__WHAT IS ASKED__:
**1)** From the issue thread on ids:Artifact and resourceEndpoints, list every DCAT term the poster names.
**2)** In the issue thread on ids:Artifact and resourceEndpoints, which IDS concepts does the poster match with DCAT Distributions?
**3)** Write the next part of the issue thread on ids:Artifact and resourceEndpoints, picking up after its last sentence.

__QUOTED PASSAGE__:
International-Data-Spaces-Association / InformationModel

The Information Model of the International Data Spaces implements the IDS reference architecture as an extensible, machine readable and technology independent data model.
Apache License 2.0
64 stars 37 forks source link

ids:Artifact and resourceEndpoints #481

Open tomkxy opened 3 years ago

tomkxy commented 3 years ago

While looking into mapping from DCAT to IDS I stumbled across an aspect in IDS which feels cumbersome and to be honest I do not understand: In DCAT we have Datasets and Distribution which relates to IDS as DataResources and DataRepresentations / Artifacts , so far so good. In DCAT, the Distribution contains the information where to get the distribution from downloadURL etc.

Now trying to figure out from an IDS Dataresource where I can retrieve the resource from: On the one hand side each data resource may have many data representations and many artifacts. Thus, I would have expected to have a prop on the artifact to the endpoint where I can get the artifact from.

__SOURCE EXCERPT__:
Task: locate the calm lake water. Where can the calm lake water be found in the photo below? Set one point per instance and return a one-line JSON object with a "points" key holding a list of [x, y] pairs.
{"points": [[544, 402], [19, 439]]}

__TASK RESPONSES__:
**1)** Datasets, Distribution, downloadURL

**2)** DataRepresentations and Artifacts.

**3)**
Instead, there is a another structure on data resource level, the ids:resourceEndpoint which holds the artifact again (same as above) and an Endpoint (e.g. ConnectorEndpoint). I don't understand, why this is modeled like that, since the endpoints seems to be clearly related to the artifact. Btw. this makes life cycle management of a resource on a GUI rather complicated.

clange commented 3 years ago

My initial understanding is the following. @HaydarAk could you please add your (probably deeper) understanding to this discussion? Generally, one resource may be served through one or more endpoints, i.e., ids:Resource – ids:resourceEndpoint → ids:ConnectorEndpoint. In certain special cases, an endpoint may be dedicated to serving one artifact (i.e., one instance) of one representation of the resource, but this is optional to model explicitly: ids:ConnectorEndpoint – ids:endpointArtifact → ids:Artifact.

Now @tomkxy for your use case: Are you assuming that you found, e.g., in a Connector's Catalog, is the resource, and the resource has representations (ids:DigitalContent – ids:representation → ids:Representation), which have artifacts (ids:Representation – ids:instance → ids:RepresentationInstance), and then for one specific artifact A you would like to know where you can download that? And you wouldn't want to query the whole metadata graph for the ids:ConnectorEndpoint that serves A, but would prefer following a direct link from A to that endpoint? – This should be feasible to implement. @HaydarAk what do you think?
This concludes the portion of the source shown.